## Data extract

_ _ _ _ _ _ _

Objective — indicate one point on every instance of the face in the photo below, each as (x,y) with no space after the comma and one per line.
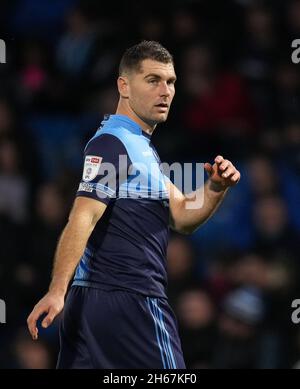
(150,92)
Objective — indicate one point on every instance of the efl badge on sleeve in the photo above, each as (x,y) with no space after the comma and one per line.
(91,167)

_ _ _ _ _ _ _

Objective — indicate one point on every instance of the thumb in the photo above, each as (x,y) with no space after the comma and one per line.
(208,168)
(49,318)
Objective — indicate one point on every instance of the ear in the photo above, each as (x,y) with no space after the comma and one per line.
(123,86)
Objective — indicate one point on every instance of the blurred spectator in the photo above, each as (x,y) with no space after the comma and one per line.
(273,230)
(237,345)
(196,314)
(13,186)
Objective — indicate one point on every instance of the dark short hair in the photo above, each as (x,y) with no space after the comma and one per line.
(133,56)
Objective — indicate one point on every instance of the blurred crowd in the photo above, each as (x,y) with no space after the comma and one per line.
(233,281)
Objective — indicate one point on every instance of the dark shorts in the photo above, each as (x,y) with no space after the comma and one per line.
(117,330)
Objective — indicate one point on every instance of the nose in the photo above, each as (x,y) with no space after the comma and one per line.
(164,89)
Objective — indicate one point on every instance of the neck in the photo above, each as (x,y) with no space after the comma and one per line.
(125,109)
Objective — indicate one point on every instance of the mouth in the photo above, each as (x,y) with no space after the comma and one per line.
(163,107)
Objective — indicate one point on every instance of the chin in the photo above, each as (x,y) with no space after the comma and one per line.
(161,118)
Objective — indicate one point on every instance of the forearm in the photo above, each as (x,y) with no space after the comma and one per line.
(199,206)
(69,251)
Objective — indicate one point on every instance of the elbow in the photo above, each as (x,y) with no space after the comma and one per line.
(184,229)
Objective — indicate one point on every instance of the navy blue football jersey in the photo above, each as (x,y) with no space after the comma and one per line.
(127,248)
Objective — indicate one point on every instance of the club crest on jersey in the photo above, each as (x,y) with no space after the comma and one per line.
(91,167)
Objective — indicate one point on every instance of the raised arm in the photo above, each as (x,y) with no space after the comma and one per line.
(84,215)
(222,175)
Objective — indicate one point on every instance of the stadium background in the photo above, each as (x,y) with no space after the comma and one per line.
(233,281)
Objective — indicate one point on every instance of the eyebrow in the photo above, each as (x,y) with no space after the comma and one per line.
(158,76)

_ _ _ _ _ _ _

Report each line of the rows above that contains the word "jersey", copying every such line in full.

## Correct result
Objective — indicate one point on every instance of the navy blue football jersey in the photo above, each as (x,y) with no space after the comma and one per line.
Objective — indicate one point on every instance of the club crest on jersey in the photo above, each as (x,y) with no space after the comma and one per line.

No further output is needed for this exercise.